Heart

In April, part of the 1275 team travelled to Bordeaux for the annual tasting of its new vintage. While we are not En Primeur buyers, it is important for us as advisors to assess the quality of the wines and gather early insight into the campaign, as En Primeur pricing can influence the wider Bordeaux market.

The 2025 vintage carries particular personal significance for 1275’s Managing Director, Chloé, as it is the year she welcomed her first child. Alongside the intelligence gathered to help shape our clients’ collections, she returned with a personal question of her own: how do you build a wine collection for the next generation using both emotion and logic? Below, she shares her answer.

Investment isn’t always logical. At 1275, we often talk about building fine wine collections with head, not (just) heart. As a principle, this matters. But rules can sometimes be bent. Wine is not only a real asset. It is a product of place, of time, and of human endeavour. It can realise returns, but it’s true value lies in the creation of lasting memories. 

Mother…

In 2025 I became a mother. As many parents will recognise, this reshapes how and why we invest. It’s no longer just about us. It’s about the next generation. I want my daughter to share my passion. I want her to experience the great wines of the last 10-20 years – what I believe will be remembered as the Golden Era of winemaking. In my ideal future, we’ll open these bottles together. When I’m no longer around, perhaps she’ll enjoy those left in memory of me. Of course, this is a romantic, and ultimately selfish projection. She may never drink wine. She may not care at all. Parenting, like tasting wine, humbles you quickly. 

…Nature

When people think about collections built for children, birth vintages are the obvious starting point. They have the primary emotional pull. Tasting the 2025 vintage En Primeur in Bordeaux earlier this week*, I felt it myself – the temptation to build a deeply personal shopping list of the wines I liked best for my daughter. Thankfully, I have colleagues who are more disciplined than my heart. Birth vintages make sense sentimentally, but they can be problematic structurally. Vintage quality varies, drinking windows matter, and market value disparities can be stark. A child born in 2010 inherits a very different financial outcome than one born in 2013 (at least for a collection of Bordeaux) – through no fault or intent. A meaningful transmission collection does not need to rely solely on the year of birth. Anecdotal inclusions are lovely, but the foundation should be built on the world’s greatest wines, in their greatest vintages.

Material for this task
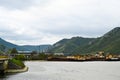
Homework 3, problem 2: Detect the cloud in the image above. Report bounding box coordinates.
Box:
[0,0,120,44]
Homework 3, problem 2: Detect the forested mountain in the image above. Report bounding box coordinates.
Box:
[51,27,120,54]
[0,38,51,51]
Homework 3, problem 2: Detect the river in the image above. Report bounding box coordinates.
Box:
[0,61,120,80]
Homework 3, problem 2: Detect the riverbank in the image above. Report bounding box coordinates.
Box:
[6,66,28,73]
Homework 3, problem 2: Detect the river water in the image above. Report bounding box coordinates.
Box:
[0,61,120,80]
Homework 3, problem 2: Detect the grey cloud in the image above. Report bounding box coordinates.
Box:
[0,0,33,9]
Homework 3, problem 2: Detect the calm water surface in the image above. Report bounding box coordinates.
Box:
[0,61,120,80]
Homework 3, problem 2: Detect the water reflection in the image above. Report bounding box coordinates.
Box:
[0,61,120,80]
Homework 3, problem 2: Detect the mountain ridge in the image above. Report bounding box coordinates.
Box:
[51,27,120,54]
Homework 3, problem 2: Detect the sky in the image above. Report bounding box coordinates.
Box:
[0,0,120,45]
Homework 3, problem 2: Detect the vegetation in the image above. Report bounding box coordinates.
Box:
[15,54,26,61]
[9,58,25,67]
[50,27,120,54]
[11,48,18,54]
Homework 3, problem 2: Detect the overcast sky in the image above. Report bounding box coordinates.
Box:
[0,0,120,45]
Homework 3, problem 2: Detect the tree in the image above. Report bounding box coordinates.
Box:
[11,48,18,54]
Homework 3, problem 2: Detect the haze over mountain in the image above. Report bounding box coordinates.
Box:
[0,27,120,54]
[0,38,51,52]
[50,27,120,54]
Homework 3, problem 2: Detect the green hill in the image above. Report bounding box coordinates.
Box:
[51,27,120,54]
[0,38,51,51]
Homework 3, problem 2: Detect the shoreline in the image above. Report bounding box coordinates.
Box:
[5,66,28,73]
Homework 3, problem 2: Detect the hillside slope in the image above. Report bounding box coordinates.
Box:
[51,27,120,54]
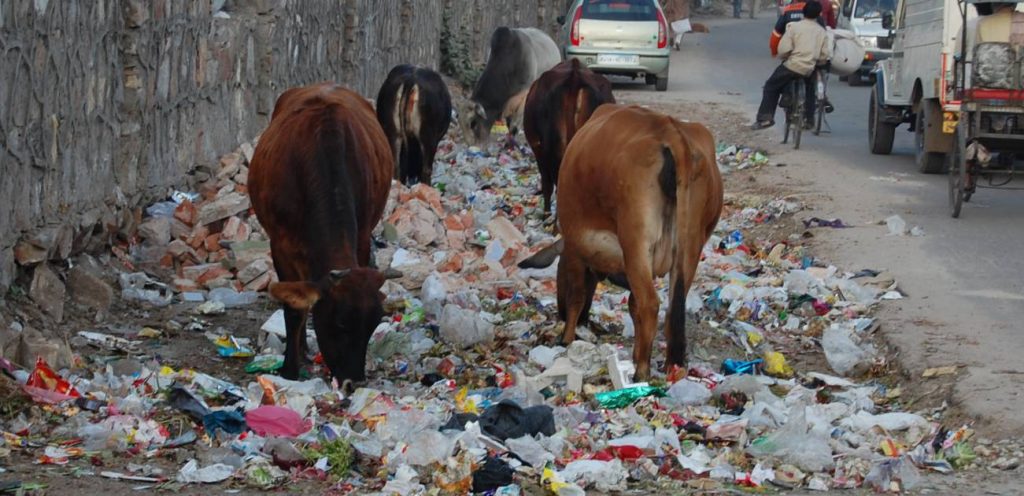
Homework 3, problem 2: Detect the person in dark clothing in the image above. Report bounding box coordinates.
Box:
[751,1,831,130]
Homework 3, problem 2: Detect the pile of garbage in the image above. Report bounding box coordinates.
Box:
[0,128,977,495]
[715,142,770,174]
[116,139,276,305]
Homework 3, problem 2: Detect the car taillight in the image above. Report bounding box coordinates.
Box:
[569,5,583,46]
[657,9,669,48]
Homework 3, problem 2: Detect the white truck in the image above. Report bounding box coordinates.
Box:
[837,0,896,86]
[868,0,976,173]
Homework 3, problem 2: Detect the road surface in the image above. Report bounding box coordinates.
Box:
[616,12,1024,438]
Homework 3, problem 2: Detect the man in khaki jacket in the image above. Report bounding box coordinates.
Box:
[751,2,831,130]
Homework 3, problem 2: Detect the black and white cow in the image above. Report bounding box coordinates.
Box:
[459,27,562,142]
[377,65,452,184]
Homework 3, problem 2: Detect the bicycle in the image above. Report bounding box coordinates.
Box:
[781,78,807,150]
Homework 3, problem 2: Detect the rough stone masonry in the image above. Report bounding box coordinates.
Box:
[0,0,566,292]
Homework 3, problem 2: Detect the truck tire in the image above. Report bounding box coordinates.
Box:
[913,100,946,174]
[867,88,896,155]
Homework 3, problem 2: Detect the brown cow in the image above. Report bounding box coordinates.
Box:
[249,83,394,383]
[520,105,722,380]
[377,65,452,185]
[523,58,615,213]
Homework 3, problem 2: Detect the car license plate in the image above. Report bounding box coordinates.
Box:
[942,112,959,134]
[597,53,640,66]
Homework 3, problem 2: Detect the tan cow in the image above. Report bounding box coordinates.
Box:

Work to complete
A - Please answer from the wine article:
(i) In what month did part of the 1275 team travel to Bordeaux?
(ii) What personal event in 2025 does the Managing Director describe?
(iii) Which two birth years are compared for the different financial outcomes a child inherits from a Bordeaux collection?
B - Write out the lines of the listing from the line with "Homework 3, problem 2: Detect the car license" through the end of the listing, including both ends.

Task responses
A -
(i) April
(ii) She became a mother and welcomed her first child.
(iii) 2010 and 2013

B -
Homework 3, problem 2: Detect the car license plate in the image above. Report bounding box coordinates.
Box:
[942,112,959,134]
[597,53,640,66]
Homework 3, problem 2: Detect the tan cow in the image above. Report bounding box coordinates.
Box:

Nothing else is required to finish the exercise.